• TASK OBJECTIVE:
Lay out the lines of the data below as a JSON list of strings, one string per line and no blank lines, starting at the line that contains "Annotation guideline: for every instance of the star" and running through the last line of the data, both ends included.
-------------------------
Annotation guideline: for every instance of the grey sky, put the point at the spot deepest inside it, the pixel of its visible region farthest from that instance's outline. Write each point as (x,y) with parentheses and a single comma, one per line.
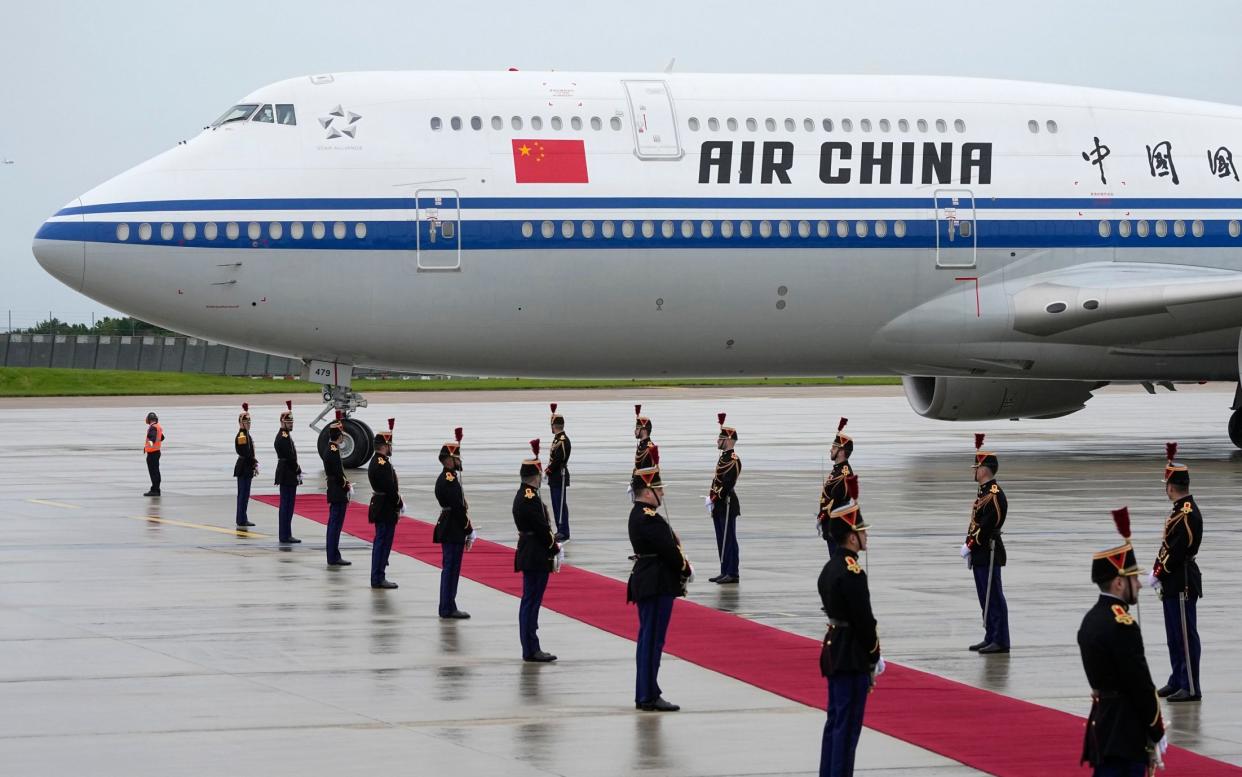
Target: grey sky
(92,88)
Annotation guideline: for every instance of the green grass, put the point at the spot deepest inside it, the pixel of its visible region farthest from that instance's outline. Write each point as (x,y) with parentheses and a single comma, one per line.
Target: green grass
(50,382)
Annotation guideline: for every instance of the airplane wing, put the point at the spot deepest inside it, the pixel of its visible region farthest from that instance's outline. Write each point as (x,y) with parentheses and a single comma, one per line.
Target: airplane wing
(1148,299)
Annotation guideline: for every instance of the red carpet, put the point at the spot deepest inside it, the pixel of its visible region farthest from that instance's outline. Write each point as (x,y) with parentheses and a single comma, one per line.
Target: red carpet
(984,730)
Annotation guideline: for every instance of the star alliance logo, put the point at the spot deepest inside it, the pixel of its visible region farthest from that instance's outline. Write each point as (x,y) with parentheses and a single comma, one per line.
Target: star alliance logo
(340,123)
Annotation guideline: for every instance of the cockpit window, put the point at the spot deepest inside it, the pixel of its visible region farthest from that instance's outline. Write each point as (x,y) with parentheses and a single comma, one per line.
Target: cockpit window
(237,113)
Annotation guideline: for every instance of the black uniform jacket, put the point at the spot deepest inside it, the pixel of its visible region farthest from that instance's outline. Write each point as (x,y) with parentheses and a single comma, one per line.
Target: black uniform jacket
(1175,562)
(660,567)
(453,526)
(852,643)
(1125,711)
(334,474)
(558,458)
(385,492)
(728,467)
(986,523)
(287,469)
(642,454)
(834,493)
(537,541)
(246,461)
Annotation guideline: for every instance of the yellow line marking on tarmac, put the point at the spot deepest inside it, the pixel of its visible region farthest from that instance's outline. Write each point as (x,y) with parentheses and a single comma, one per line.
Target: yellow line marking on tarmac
(56,504)
(236,533)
-------------------------
• SOLUTION FOR THIS TASK:
[
  "Annotation guideline: for every instance of the star alliance logo, put the point at the spot deepest inside it, the pixel of its visible region farthest from that instance's outline. Write each point as (x,y) with parentheses and a single comma, one per line.",
  "Target: star alliance logo",
  "(340,123)",
  "Annotation guideline: for every instance of the cockpit window, put the point at the spot deepest inside it, the pixel of its visible region farthest from that instance's outline. Write each point as (x,y) with parentheses and a single comma, one per line.",
  "Target: cockpit window",
  "(237,113)",
  "Annotation guideline: for every instance of the black uniform jacket, put the point at the spot deepest inside it, the pixel of its visible region farthest from that instance's outline. Write each point as (x,y) with parentheses and a single comma, one per line.",
  "Target: black uniform jacket",
  "(1175,562)",
  "(660,567)",
  "(453,526)",
  "(852,643)",
  "(1125,711)",
  "(334,474)",
  "(558,458)",
  "(385,492)",
  "(728,467)",
  "(986,523)",
  "(287,469)",
  "(642,454)",
  "(834,493)",
  "(537,541)",
  "(246,461)",
  "Annotation guideline: for every instance of the yellow line marking on tarmac, put the point at the spot deepest inside it, the pixel of its visible region farthest from that instance's outline. Write each point as (x,y) with parentheses and a single comma, one per line.",
  "Target: yellow line marking on tarmac",
  "(56,504)",
  "(236,533)"
]